## SUPPLIED PASSAGE
--------------------------------
That's the same setup I shot my bull with at 92 yards. He turned and fell in his tracks. The bullet went in between two ribs, hit a rib on the far side and stopped after pulling the skin out in about a 4 inch circle. Both lungs and rear of the heart. That will be plenty of gun. Congrats BTW. I hope you have the hunt of a lifetime. I sure did.


----------



## Firefighter

srconnell22 said:


> You and your fancy-shmancy pedometer!!


That was Adam, with his spacephone.

My flip phone did not allow such shenanigans, but my aching legs hinted at them.

And BTW, for being basically the same size as me, I swear your legs must be 97% of your height.


----------



## dortmand

I was successful in drawing a early antlerless tag this year, I think I had around 7 points or so. I was hoping to hear some better news about the Aug/Sept. season being at least some what successful though, geez. I realize it's hot and green, and there's no convenience of snow, but still seems like some would move early morning. I was planning to just wing it... And if guides are turning down the early hunts, sounds even tougher than I thought.


----------



## Liver and Onions

It seems a few years back someone posted about hunting one of the private clubs for a cow because they wanted fewer. Also, someone posted or it was discussed that maybe a local farmer has some elk on his farm and would like to have less. Probably all of the guides would know of any such opportunities. Local DNR might also know.

I think this is what I was thinking about:
http://www.canadacreekranch.com/Amenities/Elk_Guide_Service.aspx

L & O


----------



## srconnell22

Canada Creek is in the closed zone for September. They are only available for the December hunt. 

There will be a lot of cow hunters that go home empty handed in September. If you are planning on going alone, start scouting as soon as possible.


----------



## Bonz 54

It took me MUCH longer than I would have liked to get a tag, both physically and financially. I am retired now and no pension. So I will be doing it on my own. Being retired time isn't an issue but hiring a guide is out of the question. I am French, Irish and American Indian so being stubborn and sticking to the task at hand wont be a problem.


----------



## Firefighter

Bonz 54 said:


> It took me MUCH longer than I would have liked to get a tag, both physically and financially. I am retired now and no pension. So I will be doing it on my own. Being retired time isn't an issue but hiring a guide is out of the question. I am French, Irish and American Indian so being stubborn and sticking to the task at hand wont be a problem.



I hope you're also superhuman, because once the shooting is done, dealing with an animal as big as an elk is TOUGH!


----------



## srconnell22

Firefighter said:


> I hope you're also superhuman, because once the shooting is done, dealing with an animal as big as an elk is TOUGH!


Bonz - if you're hunting on your own and get one knocked down, if you are anywhere near me I'll stop what I'm doing and come help you get it out of the woods. My cell phone number is 734.223.4284. 

What Jason said is correct. Don't have a heart attack trying to get an elk out of the woods alone.
--------------------------------
## TASK A
Swap "ground" for "surface" in the records, beginning at the line that has "point per instance: dirt" and stopping after the end of the records, with everything else in those lines left unchanged.

## DATASET EXCERPTS
--------------------------------
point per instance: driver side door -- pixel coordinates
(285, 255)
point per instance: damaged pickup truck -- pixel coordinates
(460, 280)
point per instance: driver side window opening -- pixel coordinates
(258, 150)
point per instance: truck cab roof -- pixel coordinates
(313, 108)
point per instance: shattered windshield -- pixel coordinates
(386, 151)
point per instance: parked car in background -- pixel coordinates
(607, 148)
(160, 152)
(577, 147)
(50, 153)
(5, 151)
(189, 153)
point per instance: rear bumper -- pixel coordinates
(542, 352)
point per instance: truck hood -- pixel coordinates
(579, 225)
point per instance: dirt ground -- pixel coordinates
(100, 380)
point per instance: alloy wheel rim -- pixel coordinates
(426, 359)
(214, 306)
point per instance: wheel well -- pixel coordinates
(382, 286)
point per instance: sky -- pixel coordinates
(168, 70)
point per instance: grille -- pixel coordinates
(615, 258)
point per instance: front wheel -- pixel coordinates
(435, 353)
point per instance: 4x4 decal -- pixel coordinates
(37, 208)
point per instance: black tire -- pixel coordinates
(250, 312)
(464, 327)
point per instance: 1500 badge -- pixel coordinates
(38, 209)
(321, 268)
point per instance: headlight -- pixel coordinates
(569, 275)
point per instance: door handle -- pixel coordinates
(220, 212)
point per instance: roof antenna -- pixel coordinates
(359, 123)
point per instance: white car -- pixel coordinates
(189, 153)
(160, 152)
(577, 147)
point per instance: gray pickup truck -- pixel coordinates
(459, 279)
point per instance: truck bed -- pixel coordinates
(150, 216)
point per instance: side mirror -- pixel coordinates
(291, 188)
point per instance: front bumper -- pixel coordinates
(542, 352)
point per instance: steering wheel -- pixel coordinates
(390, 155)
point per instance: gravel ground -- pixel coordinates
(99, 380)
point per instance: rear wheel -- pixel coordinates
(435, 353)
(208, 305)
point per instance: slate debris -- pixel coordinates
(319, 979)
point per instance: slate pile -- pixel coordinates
--------------------------------
## TASK B
Reproduce word for word the part of the elk hunting thread that begins at the words "I was successful" and stops after "than I thought.".

## EXERCISE RESULT A
point per instance: dirt surface -- pixel coordinates
(100, 380)
point per instance: alloy wheel rim -- pixel coordinates
(426, 359)
(214, 306)
point per instance: wheel well -- pixel coordinates
(382, 286)
point per instance: sky -- pixel coordinates
(168, 70)
point per instance: grille -- pixel coordinates
(615, 258)
point per instance: front wheel -- pixel coordinates
(435, 353)
point per instance: 4x4 decal -- pixel coordinates
(37, 208)
point per instance: black tire -- pixel coordinates
(250, 312)
(464, 327)
point per instance: 1500 badge -- pixel coordinates
(38, 209)
(321, 268)
point per instance: headlight -- pixel coordinates
(569, 275)
point per instance: door handle -- pixel coordinates
(220, 212)
point per instance: roof antenna -- pixel coordinates
(359, 123)
point per instance: white car -- pixel coordinates
(189, 153)
(160, 152)
(577, 147)
point per instance: gray pickup truck -- pixel coordinates
(459, 279)
point per instance: truck bed -- pixel coordinates
(150, 216)
point per instance: side mirror -- pixel coordinates
(291, 188)
point per instance: front bumper -- pixel coordinates
(542, 352)
point per instance: steering wheel -- pixel coordinates
(390, 155)
point per instance: gravel surface -- pixel coordinates
(99, 380)
point per instance: rear wheel -- pixel coordinates
(435, 353)
(208, 305)
point per instance: slate debris -- pixel coordinates
(319, 979)
point per instance: slate pile -- pixel coordinates

## EXERCISE RESULT B
I was successful in drawing a early antlerless tag this year, I think I had around 7 points or so. I was hoping to hear some better news about the Aug/Sept. season being at least some what successful though, geez. I realize it's hot and green, and there's no convenience of snow, but still seems like some would move early morning. I was planning to just wing it... And if guides are turning down the early hunts, sounds even tougher than I thought.